• TASK STATEMENT:
Keep the pictures out of the copy and print all the entries below exactly.

GIVEN RECORDS section start

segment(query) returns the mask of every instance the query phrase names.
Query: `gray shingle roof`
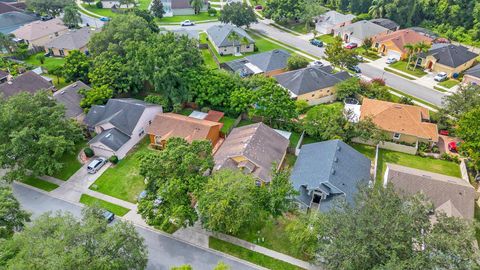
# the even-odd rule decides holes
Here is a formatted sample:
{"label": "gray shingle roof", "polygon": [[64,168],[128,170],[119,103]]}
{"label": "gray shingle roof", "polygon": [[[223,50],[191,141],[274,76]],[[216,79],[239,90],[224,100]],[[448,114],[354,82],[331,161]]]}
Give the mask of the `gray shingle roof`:
{"label": "gray shingle roof", "polygon": [[0,33],[9,34],[22,27],[24,24],[36,20],[37,18],[18,11],[0,14]]}
{"label": "gray shingle roof", "polygon": [[262,70],[262,72],[269,72],[286,68],[289,57],[289,52],[276,49],[268,52],[252,54],[242,59],[229,61],[224,63],[224,65],[233,72],[242,72],[244,75],[251,75],[254,74],[254,71],[245,66],[247,63],[257,66]]}
{"label": "gray shingle roof", "polygon": [[480,64],[465,71],[465,75],[470,75],[472,77],[480,78]]}
{"label": "gray shingle roof", "polygon": [[47,44],[46,48],[58,48],[58,49],[67,49],[75,50],[85,47],[90,40],[90,37],[95,33],[95,30],[92,30],[88,27],[83,27],[80,29],[74,29],[66,32],[63,35],[60,35]]}
{"label": "gray shingle roof", "polygon": [[93,139],[91,139],[88,142],[88,144],[101,142],[102,144],[112,149],[113,151],[117,151],[129,140],[130,140],[130,136],[126,135],[125,133],[119,131],[116,128],[112,128],[98,134]]}
{"label": "gray shingle roof", "polygon": [[0,2],[0,14],[11,12],[11,11],[19,11],[21,12],[22,10],[19,8],[16,8],[10,4],[2,3]]}
{"label": "gray shingle roof", "polygon": [[329,194],[320,202],[328,211],[335,199],[353,203],[359,183],[370,181],[371,161],[340,140],[302,146],[292,171],[292,183],[300,191],[297,200],[309,206],[313,190]]}
{"label": "gray shingle roof", "polygon": [[105,105],[92,106],[84,122],[90,128],[110,123],[126,135],[132,135],[138,120],[148,106],[155,105],[132,98],[112,98]]}
{"label": "gray shingle roof", "polygon": [[4,98],[11,97],[20,92],[29,92],[33,94],[40,90],[49,89],[53,89],[53,85],[33,71],[27,71],[22,75],[13,78],[11,82],[0,84],[0,94],[3,94]]}
{"label": "gray shingle roof", "polygon": [[366,38],[370,38],[381,33],[386,33],[388,30],[389,29],[383,26],[363,20],[343,26],[338,31],[349,32],[351,33],[351,36],[360,40],[364,40]]}
{"label": "gray shingle roof", "polygon": [[[237,35],[240,37],[240,41],[229,40],[228,37],[230,36],[231,32],[237,33]],[[250,44],[255,43],[253,38],[250,37],[245,30],[231,24],[214,25],[207,29],[207,34],[211,38],[211,41],[217,45],[217,47],[241,45],[241,39],[244,37],[248,39]]]}
{"label": "gray shingle roof", "polygon": [[331,66],[307,67],[285,72],[276,76],[277,82],[295,95],[310,93],[318,89],[332,87],[350,78],[346,71],[332,73]]}
{"label": "gray shingle roof", "polygon": [[469,51],[466,47],[453,44],[432,47],[427,53],[422,53],[420,56],[426,57],[428,55],[435,57],[437,63],[454,68],[478,56],[478,54]]}
{"label": "gray shingle roof", "polygon": [[389,30],[396,31],[400,25],[390,19],[378,18],[370,20],[372,23],[385,27]]}
{"label": "gray shingle roof", "polygon": [[0,69],[0,79],[6,78],[8,76],[8,72]]}
{"label": "gray shingle roof", "polygon": [[[269,182],[272,165],[279,165],[288,144],[285,137],[263,123],[234,128],[215,153],[215,169],[243,167],[254,176]],[[237,164],[232,158],[239,156],[245,157],[249,162]]]}
{"label": "gray shingle roof", "polygon": [[344,22],[350,22],[351,20],[355,19],[355,17],[356,16],[353,14],[342,14],[335,10],[330,10],[325,14],[318,16],[318,23],[333,26]]}
{"label": "gray shingle roof", "polygon": [[83,113],[83,109],[80,107],[83,96],[78,93],[81,89],[90,89],[90,87],[81,81],[77,81],[53,94],[53,98],[65,106],[65,116],[68,118],[77,117]]}

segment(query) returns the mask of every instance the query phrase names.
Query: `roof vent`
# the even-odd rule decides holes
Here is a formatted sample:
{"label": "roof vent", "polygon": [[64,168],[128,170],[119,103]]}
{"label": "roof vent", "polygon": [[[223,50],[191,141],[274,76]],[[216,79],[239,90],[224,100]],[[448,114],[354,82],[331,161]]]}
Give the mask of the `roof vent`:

GIVEN RECORDS section end

• EXERCISE ANSWER:
segment(query) returns the mask of every instance the query phrase names.
Query: `gray shingle roof`
# the even-odd rule decides holes
Here is a formatted sample:
{"label": "gray shingle roof", "polygon": [[64,168],[128,170],[119,103]]}
{"label": "gray shingle roof", "polygon": [[[223,50],[191,141],[274,76]],[[216,79],[239,90],[224,100]],[[448,114],[354,82],[331,161]]]}
Give the mask of the `gray shingle roof`:
{"label": "gray shingle roof", "polygon": [[0,33],[9,34],[22,27],[24,24],[36,20],[37,18],[18,11],[0,14]]}
{"label": "gray shingle roof", "polygon": [[262,70],[262,72],[269,72],[286,68],[289,57],[289,52],[276,49],[268,52],[252,54],[242,59],[229,61],[224,63],[224,65],[233,72],[242,72],[244,75],[251,75],[254,74],[254,71],[245,66],[247,63],[257,66]]}
{"label": "gray shingle roof", "polygon": [[480,64],[465,71],[465,75],[470,75],[472,77],[480,78]]}
{"label": "gray shingle roof", "polygon": [[47,44],[46,48],[58,48],[58,49],[67,49],[75,50],[85,47],[90,40],[90,37],[95,33],[95,30],[92,30],[88,27],[83,27],[80,29],[74,29],[66,32],[63,35],[60,35]]}
{"label": "gray shingle roof", "polygon": [[93,139],[91,139],[88,142],[88,144],[101,142],[102,144],[112,149],[113,151],[117,151],[129,140],[130,140],[130,136],[126,135],[125,133],[119,131],[116,128],[112,128],[98,134]]}
{"label": "gray shingle roof", "polygon": [[0,2],[0,14],[11,12],[11,11],[19,11],[21,12],[22,10],[19,8],[16,8],[10,4],[2,3]]}
{"label": "gray shingle roof", "polygon": [[329,194],[320,202],[328,211],[335,199],[353,203],[359,183],[370,181],[371,161],[340,140],[302,146],[292,171],[292,183],[300,191],[297,200],[309,206],[313,190]]}
{"label": "gray shingle roof", "polygon": [[105,105],[92,106],[84,122],[90,128],[110,123],[126,135],[132,135],[138,120],[148,106],[155,105],[132,98],[112,98]]}
{"label": "gray shingle roof", "polygon": [[4,98],[11,97],[20,92],[29,92],[33,94],[40,90],[49,89],[53,89],[53,85],[33,71],[27,71],[22,75],[13,78],[11,82],[0,84],[0,94],[3,94]]}
{"label": "gray shingle roof", "polygon": [[366,38],[370,38],[381,33],[386,33],[388,30],[389,29],[383,26],[363,20],[343,26],[338,31],[349,32],[351,33],[351,36],[360,40],[364,40]]}
{"label": "gray shingle roof", "polygon": [[[237,35],[240,37],[240,41],[229,40],[228,37],[230,36],[231,32],[237,33]],[[250,44],[255,43],[253,38],[250,37],[245,30],[231,24],[214,25],[207,29],[207,34],[211,38],[211,41],[217,45],[217,47],[241,45],[241,39],[244,37],[248,39]]]}
{"label": "gray shingle roof", "polygon": [[331,66],[307,67],[285,72],[276,76],[277,82],[295,95],[310,93],[318,89],[332,87],[350,78],[346,71],[332,73]]}
{"label": "gray shingle roof", "polygon": [[469,51],[466,47],[453,44],[432,47],[427,53],[422,53],[420,56],[426,57],[428,55],[435,57],[437,63],[454,68],[478,56],[478,54]]}
{"label": "gray shingle roof", "polygon": [[389,30],[396,31],[400,25],[390,19],[378,18],[370,20],[372,23],[385,27]]}
{"label": "gray shingle roof", "polygon": [[0,69],[0,79],[6,78],[8,76],[8,72]]}
{"label": "gray shingle roof", "polygon": [[[269,182],[272,165],[279,165],[288,144],[285,137],[263,123],[234,128],[215,153],[215,169],[243,167],[254,176]],[[237,164],[232,158],[239,156],[245,157],[249,162]]]}
{"label": "gray shingle roof", "polygon": [[344,22],[350,22],[351,20],[355,19],[355,17],[356,16],[353,14],[342,14],[335,10],[330,10],[325,14],[318,16],[318,23],[333,26]]}
{"label": "gray shingle roof", "polygon": [[83,113],[83,109],[80,107],[83,96],[78,93],[81,89],[90,89],[90,87],[81,81],[77,81],[53,94],[53,98],[65,106],[65,116],[68,118],[77,117]]}

segment(query) returns the mask of every instance the query phrase names.
Query: `roof vent`
# the even-odd rule decides holes
Here is a formatted sample:
{"label": "roof vent", "polygon": [[64,168],[128,170],[119,103]]}
{"label": "roof vent", "polygon": [[[223,50],[191,141],[274,76]],[[216,79],[239,90],[224,100]],[[448,114],[354,82],[331,161]]]}
Give the mask of the `roof vent`:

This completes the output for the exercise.